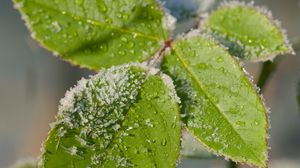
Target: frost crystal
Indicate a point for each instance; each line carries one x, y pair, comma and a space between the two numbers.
96, 108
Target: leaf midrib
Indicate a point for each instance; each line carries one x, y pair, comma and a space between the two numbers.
193, 76
97, 23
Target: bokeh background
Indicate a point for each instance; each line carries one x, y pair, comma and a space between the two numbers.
32, 81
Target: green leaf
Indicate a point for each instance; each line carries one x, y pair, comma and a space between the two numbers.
119, 118
298, 94
98, 33
249, 32
25, 163
220, 106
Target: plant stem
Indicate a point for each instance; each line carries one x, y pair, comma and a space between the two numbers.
232, 164
267, 70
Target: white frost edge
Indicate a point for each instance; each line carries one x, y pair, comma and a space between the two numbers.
199, 33
25, 161
264, 11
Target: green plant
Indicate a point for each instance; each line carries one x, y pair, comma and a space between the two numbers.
132, 114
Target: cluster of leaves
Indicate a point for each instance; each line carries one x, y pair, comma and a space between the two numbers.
132, 114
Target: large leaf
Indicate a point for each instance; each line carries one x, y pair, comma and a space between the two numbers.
220, 105
97, 33
118, 118
249, 32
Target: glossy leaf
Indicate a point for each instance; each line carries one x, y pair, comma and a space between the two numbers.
298, 94
249, 32
98, 33
118, 118
220, 106
25, 163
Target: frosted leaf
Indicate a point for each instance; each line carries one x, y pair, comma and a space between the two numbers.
98, 34
104, 118
219, 105
25, 163
247, 31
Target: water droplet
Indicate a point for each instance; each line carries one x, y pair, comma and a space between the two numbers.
164, 142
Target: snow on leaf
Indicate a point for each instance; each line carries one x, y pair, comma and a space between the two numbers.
117, 118
219, 105
249, 32
96, 34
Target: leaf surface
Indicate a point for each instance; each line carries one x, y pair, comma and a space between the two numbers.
298, 94
118, 118
249, 32
220, 106
97, 33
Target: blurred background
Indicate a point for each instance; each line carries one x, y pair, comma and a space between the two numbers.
32, 81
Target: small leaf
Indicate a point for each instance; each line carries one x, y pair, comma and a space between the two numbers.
118, 118
220, 107
249, 32
25, 163
98, 33
298, 94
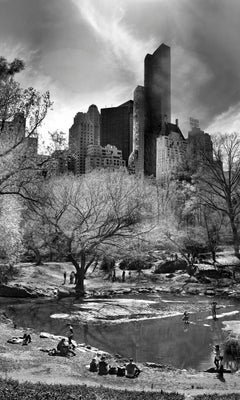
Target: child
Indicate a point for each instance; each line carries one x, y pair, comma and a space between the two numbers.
185, 317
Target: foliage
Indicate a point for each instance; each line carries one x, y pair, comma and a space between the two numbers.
11, 246
21, 113
135, 264
86, 217
171, 266
12, 390
219, 181
217, 396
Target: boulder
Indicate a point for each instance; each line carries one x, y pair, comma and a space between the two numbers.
192, 289
16, 291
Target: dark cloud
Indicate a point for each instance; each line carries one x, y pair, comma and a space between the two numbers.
93, 51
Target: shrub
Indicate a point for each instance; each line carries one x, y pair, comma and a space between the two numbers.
13, 390
170, 267
136, 264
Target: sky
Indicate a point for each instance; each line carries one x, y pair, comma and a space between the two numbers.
92, 52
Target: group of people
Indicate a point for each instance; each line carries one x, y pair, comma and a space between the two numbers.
101, 366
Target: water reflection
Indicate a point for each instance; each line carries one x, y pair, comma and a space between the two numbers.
163, 340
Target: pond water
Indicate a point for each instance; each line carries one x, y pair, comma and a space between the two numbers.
161, 340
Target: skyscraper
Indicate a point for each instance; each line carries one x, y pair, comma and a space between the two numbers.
157, 83
136, 159
84, 131
117, 126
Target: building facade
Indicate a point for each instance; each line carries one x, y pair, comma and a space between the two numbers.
117, 128
108, 157
171, 151
199, 147
84, 131
157, 84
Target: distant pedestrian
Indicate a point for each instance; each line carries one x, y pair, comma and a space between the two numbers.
64, 277
221, 368
218, 356
132, 370
214, 310
71, 278
70, 335
185, 317
113, 274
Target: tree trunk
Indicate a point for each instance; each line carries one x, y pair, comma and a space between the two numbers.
235, 238
79, 273
38, 257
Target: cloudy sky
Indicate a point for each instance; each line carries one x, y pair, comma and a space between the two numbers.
92, 52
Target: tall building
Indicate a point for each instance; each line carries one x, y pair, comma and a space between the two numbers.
171, 151
157, 83
84, 131
117, 126
136, 159
108, 157
95, 118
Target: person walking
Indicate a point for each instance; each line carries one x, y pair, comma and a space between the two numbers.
214, 310
132, 370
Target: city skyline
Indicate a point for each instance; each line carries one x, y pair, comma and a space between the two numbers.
88, 52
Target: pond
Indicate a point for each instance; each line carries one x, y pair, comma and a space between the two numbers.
161, 340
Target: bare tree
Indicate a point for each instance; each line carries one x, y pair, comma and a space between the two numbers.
219, 181
89, 215
21, 113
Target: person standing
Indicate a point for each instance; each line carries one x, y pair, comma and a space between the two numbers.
217, 356
132, 371
214, 310
103, 366
70, 335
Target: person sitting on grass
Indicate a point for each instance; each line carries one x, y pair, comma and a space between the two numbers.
132, 371
93, 365
103, 366
26, 339
185, 317
63, 349
217, 356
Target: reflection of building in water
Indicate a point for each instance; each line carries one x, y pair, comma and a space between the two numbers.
108, 157
171, 151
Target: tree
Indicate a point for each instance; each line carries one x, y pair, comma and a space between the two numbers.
11, 246
219, 181
21, 113
88, 216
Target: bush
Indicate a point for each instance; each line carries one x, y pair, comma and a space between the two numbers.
136, 264
231, 347
7, 272
13, 390
169, 267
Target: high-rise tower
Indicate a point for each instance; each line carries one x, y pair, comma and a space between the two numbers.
84, 131
117, 127
157, 83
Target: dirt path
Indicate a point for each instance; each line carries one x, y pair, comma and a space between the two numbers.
29, 363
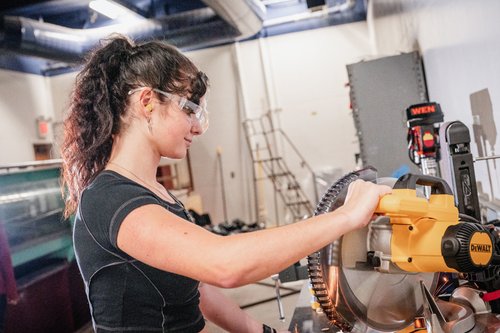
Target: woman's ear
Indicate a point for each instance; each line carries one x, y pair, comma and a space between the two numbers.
146, 100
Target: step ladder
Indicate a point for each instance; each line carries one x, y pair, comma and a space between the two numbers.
269, 164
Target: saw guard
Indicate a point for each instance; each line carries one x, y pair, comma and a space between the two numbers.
351, 293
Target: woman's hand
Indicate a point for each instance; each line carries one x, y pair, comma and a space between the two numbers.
361, 200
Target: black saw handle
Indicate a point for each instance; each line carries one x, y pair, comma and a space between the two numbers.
410, 181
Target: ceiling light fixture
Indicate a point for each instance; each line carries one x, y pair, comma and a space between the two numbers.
111, 9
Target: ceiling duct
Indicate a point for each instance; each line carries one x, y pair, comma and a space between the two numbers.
221, 22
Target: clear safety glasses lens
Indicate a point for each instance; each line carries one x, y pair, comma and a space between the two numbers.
194, 111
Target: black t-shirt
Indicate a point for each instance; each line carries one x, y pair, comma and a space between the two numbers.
125, 294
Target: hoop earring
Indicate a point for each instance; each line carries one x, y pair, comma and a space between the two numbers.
150, 125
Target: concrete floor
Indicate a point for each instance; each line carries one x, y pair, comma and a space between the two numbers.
259, 299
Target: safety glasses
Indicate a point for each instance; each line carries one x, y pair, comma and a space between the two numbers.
195, 112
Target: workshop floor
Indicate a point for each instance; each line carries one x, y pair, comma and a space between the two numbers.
259, 299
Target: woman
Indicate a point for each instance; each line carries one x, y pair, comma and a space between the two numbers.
146, 267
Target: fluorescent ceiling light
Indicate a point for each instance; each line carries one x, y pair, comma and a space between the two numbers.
111, 9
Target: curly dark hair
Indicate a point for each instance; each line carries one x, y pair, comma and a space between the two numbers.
99, 102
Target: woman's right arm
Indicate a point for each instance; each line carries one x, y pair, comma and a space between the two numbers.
160, 239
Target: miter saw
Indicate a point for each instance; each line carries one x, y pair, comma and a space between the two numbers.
427, 262
383, 278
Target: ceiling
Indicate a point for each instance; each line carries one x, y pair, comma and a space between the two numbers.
51, 37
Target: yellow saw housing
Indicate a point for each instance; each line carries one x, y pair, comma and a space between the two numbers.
427, 235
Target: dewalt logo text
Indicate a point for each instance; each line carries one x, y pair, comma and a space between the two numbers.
480, 248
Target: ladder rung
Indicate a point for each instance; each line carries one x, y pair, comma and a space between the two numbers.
281, 174
271, 159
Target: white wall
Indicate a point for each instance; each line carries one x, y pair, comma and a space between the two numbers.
460, 44
300, 76
23, 98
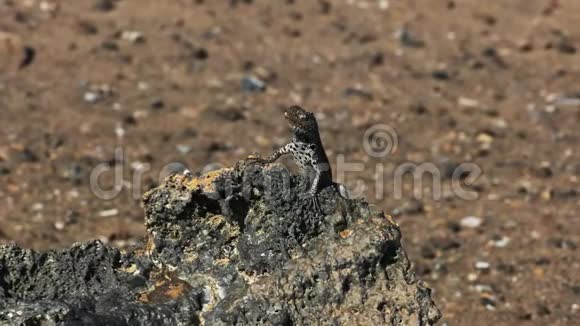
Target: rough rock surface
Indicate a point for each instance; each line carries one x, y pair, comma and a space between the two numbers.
238, 246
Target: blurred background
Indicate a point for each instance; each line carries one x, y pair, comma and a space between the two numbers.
128, 86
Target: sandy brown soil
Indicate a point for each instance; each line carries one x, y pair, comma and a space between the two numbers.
494, 83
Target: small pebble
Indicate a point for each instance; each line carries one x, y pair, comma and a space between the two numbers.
482, 265
502, 242
468, 102
109, 212
133, 36
471, 222
253, 84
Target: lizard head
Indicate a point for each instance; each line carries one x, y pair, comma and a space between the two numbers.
301, 121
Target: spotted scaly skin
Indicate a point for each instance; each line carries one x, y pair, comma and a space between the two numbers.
306, 150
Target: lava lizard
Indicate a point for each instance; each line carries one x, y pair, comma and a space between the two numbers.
306, 149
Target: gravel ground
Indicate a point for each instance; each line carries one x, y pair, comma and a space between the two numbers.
130, 86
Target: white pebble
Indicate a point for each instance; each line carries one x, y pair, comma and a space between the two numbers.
471, 222
503, 242
91, 97
482, 265
109, 212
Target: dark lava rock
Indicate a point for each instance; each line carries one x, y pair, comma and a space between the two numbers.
236, 246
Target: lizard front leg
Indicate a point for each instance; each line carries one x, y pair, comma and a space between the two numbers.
314, 188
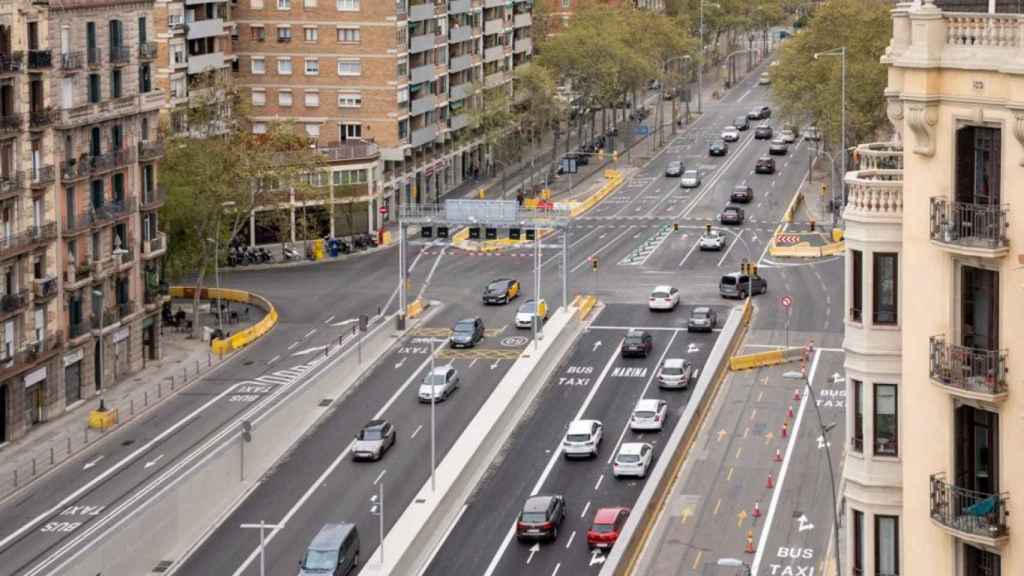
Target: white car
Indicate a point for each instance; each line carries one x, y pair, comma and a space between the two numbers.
649, 414
691, 178
711, 241
633, 459
664, 297
583, 438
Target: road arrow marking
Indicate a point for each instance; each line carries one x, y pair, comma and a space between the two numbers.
92, 463
532, 550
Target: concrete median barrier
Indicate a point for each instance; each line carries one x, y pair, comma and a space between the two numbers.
416, 534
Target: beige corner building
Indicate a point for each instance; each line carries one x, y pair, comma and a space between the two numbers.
935, 418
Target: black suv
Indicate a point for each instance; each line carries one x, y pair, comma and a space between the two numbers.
637, 342
765, 165
541, 518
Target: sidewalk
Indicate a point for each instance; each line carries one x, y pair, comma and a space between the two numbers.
50, 444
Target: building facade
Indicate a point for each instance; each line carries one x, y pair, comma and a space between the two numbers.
932, 465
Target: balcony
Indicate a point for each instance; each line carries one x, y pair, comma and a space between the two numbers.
970, 516
44, 288
155, 247
966, 372
147, 51
971, 230
120, 55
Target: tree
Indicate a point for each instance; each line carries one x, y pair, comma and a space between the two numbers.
805, 88
217, 172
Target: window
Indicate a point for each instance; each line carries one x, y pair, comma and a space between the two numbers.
885, 287
348, 35
858, 542
94, 88
886, 442
349, 100
857, 437
886, 545
857, 288
349, 68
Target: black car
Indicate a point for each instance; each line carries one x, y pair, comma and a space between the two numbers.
759, 113
541, 518
467, 332
637, 342
763, 132
765, 165
731, 215
702, 319
778, 148
501, 291
741, 194
674, 169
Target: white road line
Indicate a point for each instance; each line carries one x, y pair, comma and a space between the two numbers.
777, 491
554, 458
642, 393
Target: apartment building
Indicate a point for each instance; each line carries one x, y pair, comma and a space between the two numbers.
400, 75
933, 461
193, 38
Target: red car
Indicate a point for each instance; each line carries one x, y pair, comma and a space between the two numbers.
607, 524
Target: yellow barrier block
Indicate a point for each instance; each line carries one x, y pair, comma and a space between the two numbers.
102, 420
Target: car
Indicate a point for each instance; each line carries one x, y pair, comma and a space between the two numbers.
439, 383
664, 297
583, 439
637, 342
778, 148
649, 414
524, 316
541, 517
702, 319
675, 373
711, 241
759, 113
691, 178
466, 333
374, 440
763, 132
604, 530
737, 285
633, 459
765, 165
731, 215
501, 291
741, 194
674, 169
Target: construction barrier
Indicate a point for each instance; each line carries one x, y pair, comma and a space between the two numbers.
242, 338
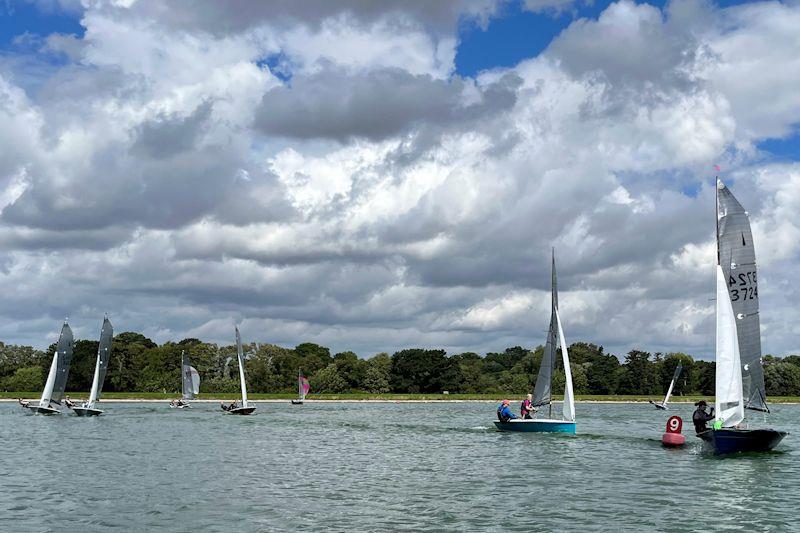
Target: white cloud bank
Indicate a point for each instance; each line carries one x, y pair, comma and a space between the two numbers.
375, 199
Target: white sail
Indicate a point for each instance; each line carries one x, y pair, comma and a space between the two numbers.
240, 353
569, 398
101, 366
47, 393
95, 383
672, 384
729, 403
195, 380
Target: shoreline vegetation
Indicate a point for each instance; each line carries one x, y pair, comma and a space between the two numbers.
384, 398
140, 368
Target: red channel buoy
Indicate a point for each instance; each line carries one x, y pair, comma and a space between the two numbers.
673, 438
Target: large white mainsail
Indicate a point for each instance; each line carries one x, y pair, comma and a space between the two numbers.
190, 382
568, 408
59, 370
101, 366
729, 404
542, 391
240, 354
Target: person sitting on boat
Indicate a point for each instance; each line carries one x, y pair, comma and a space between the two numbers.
701, 416
504, 413
526, 408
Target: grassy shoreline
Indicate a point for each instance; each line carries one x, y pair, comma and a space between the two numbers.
215, 397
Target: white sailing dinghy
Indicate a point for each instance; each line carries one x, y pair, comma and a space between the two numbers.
542, 390
100, 369
57, 377
663, 405
245, 408
190, 383
739, 380
302, 389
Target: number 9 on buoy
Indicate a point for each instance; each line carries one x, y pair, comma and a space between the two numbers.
673, 438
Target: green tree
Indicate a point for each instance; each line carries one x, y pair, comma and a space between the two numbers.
329, 380
25, 379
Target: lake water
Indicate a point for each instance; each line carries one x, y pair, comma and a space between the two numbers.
381, 467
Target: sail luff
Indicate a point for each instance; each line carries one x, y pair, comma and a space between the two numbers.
51, 380
64, 352
95, 382
568, 408
103, 356
542, 391
240, 354
187, 392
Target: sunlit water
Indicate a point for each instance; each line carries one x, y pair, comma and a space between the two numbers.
381, 467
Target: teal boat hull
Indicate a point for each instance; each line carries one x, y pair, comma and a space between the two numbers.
537, 426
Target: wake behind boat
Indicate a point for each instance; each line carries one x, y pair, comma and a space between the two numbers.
244, 408
100, 369
542, 390
57, 377
739, 379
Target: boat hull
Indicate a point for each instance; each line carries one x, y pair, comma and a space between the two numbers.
745, 440
86, 411
537, 426
242, 410
35, 409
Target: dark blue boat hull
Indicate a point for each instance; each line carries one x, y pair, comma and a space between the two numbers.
745, 440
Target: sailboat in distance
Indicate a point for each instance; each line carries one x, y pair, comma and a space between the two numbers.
739, 380
190, 383
542, 390
100, 369
57, 377
302, 389
663, 405
244, 408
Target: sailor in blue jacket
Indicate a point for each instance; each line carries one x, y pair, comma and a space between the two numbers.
504, 413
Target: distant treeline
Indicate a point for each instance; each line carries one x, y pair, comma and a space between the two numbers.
140, 365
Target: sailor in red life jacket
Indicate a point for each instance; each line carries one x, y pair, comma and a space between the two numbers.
526, 408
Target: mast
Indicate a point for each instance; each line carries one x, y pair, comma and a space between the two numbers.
542, 391
240, 354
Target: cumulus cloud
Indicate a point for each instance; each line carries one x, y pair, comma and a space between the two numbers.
369, 198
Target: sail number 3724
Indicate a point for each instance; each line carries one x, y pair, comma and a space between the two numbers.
743, 286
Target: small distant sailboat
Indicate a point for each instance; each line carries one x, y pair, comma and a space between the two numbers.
100, 369
739, 380
245, 408
663, 405
57, 377
302, 389
190, 383
542, 390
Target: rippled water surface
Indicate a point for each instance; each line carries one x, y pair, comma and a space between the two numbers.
381, 467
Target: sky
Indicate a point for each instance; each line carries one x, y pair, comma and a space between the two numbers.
372, 176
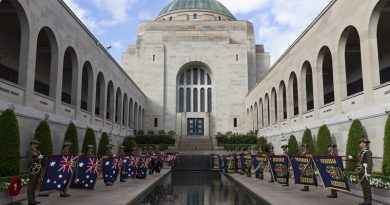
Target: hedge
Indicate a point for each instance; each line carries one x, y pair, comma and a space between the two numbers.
324, 139
9, 144
43, 135
104, 141
386, 157
355, 133
72, 136
293, 147
308, 139
89, 139
129, 143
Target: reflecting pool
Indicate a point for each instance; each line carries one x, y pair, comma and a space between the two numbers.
198, 188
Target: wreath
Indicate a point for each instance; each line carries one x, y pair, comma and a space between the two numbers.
15, 186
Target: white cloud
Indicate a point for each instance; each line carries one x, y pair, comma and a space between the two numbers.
244, 6
284, 21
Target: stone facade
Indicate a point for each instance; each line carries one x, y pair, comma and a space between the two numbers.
224, 48
336, 71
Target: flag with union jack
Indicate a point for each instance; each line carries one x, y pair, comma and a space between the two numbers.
111, 167
86, 173
59, 170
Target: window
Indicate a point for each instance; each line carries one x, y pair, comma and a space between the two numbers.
155, 122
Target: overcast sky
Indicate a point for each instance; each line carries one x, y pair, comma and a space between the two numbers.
277, 22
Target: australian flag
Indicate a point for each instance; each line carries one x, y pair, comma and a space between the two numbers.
86, 173
59, 170
111, 167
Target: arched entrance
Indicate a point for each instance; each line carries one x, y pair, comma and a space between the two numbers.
194, 100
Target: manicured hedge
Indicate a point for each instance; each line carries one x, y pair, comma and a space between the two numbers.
324, 139
72, 136
9, 144
104, 141
355, 133
386, 151
43, 134
293, 147
308, 139
89, 139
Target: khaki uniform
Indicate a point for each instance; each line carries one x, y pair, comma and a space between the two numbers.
33, 161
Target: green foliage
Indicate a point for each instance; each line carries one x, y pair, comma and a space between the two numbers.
9, 144
324, 139
43, 134
129, 143
355, 133
386, 151
308, 139
89, 139
72, 136
293, 147
104, 141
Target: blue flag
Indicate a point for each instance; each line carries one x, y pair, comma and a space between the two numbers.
59, 170
86, 173
303, 170
332, 172
111, 168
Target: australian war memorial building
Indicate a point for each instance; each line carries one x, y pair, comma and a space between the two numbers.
196, 62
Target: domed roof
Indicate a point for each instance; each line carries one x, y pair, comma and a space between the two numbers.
207, 5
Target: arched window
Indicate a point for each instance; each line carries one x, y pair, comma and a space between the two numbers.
191, 95
383, 33
353, 61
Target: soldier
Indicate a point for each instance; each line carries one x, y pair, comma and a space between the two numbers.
109, 154
331, 148
65, 150
34, 158
364, 162
121, 153
305, 154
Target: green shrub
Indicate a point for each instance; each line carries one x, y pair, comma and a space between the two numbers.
72, 136
9, 144
308, 139
293, 147
128, 142
89, 139
324, 139
104, 141
386, 151
355, 133
43, 134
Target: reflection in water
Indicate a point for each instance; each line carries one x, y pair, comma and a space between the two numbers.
198, 188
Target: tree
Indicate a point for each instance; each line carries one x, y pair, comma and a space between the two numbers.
293, 147
355, 133
386, 151
104, 141
9, 144
324, 139
308, 140
128, 142
43, 135
72, 136
89, 139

**AIM OF THE EXERCISE:**
Give the lines from the one containing "Target: arched entrance" through the end of the entries again, exactly as written and with no other lines.

**EXERCISE SOLUTION:**
Target: arched entrance
Indicate a point for each instance; each line carries one x, y pair, comma and a space between the two numbers.
194, 100
Target: manicured hedge
Indicate a point for each instance; each line carries one x, y pair, comma and a space between the two numbers.
324, 139
72, 136
9, 144
104, 141
355, 133
386, 151
43, 134
293, 147
308, 139
89, 139
Target: khaki uniform
Indicate a point for each instance; each line carries one x, y pair, comma and a space between the two numbers.
33, 161
Target: green foliage
Indicate a point for each instance; each line carries one x, y pair, comma and a space between the two numbers.
9, 144
324, 139
43, 134
129, 143
355, 133
386, 151
308, 139
89, 139
72, 136
293, 147
104, 141
Target: blue flag
Indicate a point for each instance; each line carries one x, y pair, comma and a space between the two numbers.
59, 170
86, 173
303, 170
332, 172
111, 168
Target: australian war memorial building
Indicate a point for each instance; each line carries one x, y pair, comma and a space between the two numbers.
196, 62
Target: domed roof
Indicate a point for each instance; each line carries one x, y pair, comma and a space between the two numbers.
207, 5
Target: arched window
Indicate a point for each instance; each line carries one x, y pair, comma and a space between the two numbers.
191, 95
383, 33
353, 61
Target: soldier
Indicate a point for each instance; each line carries one x, y pair, comma and a space between the two numbers.
109, 154
331, 148
65, 150
34, 158
364, 162
121, 153
305, 154
Target: green shrub
Indicate a point for each instance; each line carries one x, y pair, comma and a space between the two numbers.
72, 136
9, 144
308, 139
293, 147
128, 142
89, 139
324, 139
104, 141
386, 151
355, 133
43, 134
Target: reflection in water
Indicate a point for each instance; each line carries one x, y pair, comma and a space between the two numbers.
198, 188
Target: tree
Indicate a point for each instance; each line carries one x, y pair, comma and a space between the two numbers.
293, 147
355, 133
386, 151
104, 141
9, 144
324, 139
308, 140
128, 142
43, 135
72, 136
89, 139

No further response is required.